Tally how many lines of the records below contain the string "each", matching case exactly, and reply with only that number.

## Dataset entries
--

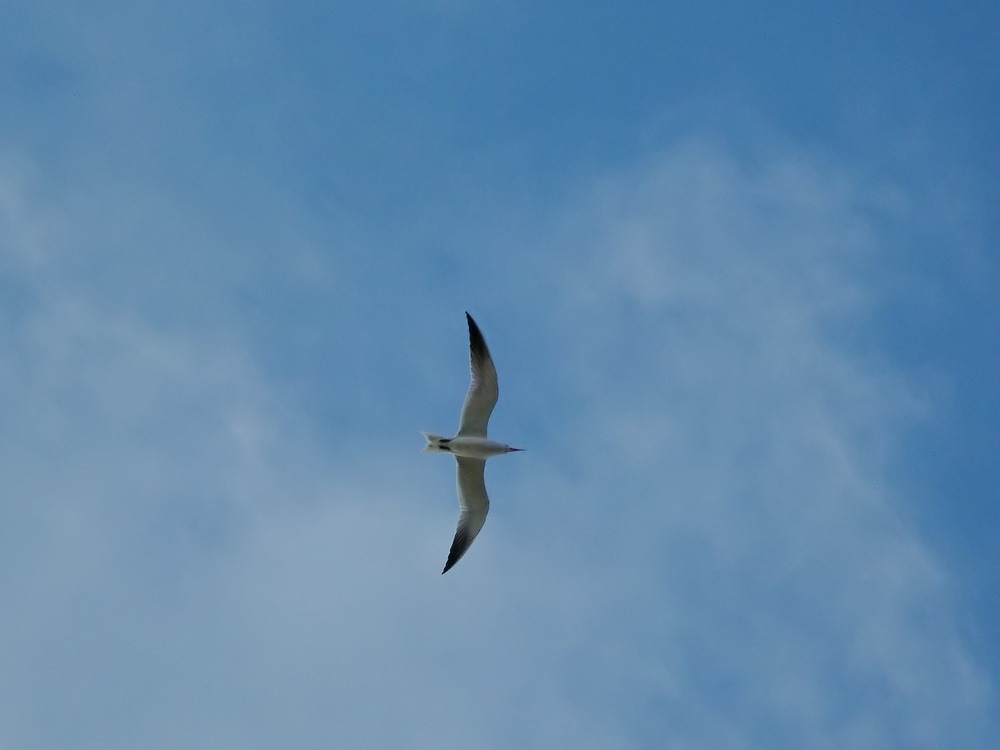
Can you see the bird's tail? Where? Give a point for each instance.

--

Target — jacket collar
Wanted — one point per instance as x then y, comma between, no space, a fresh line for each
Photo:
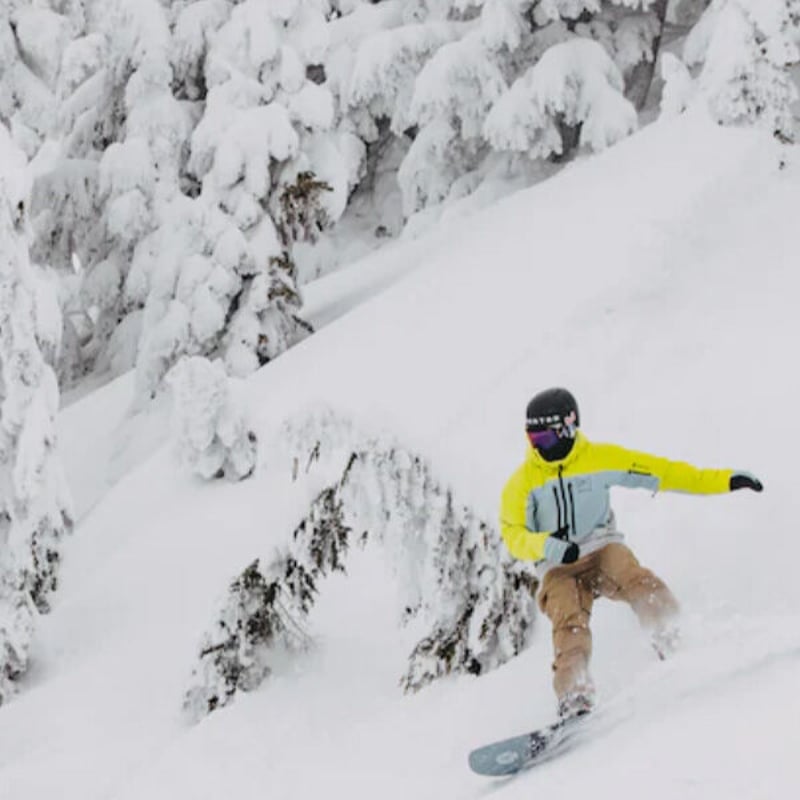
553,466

--

## Worked answer
2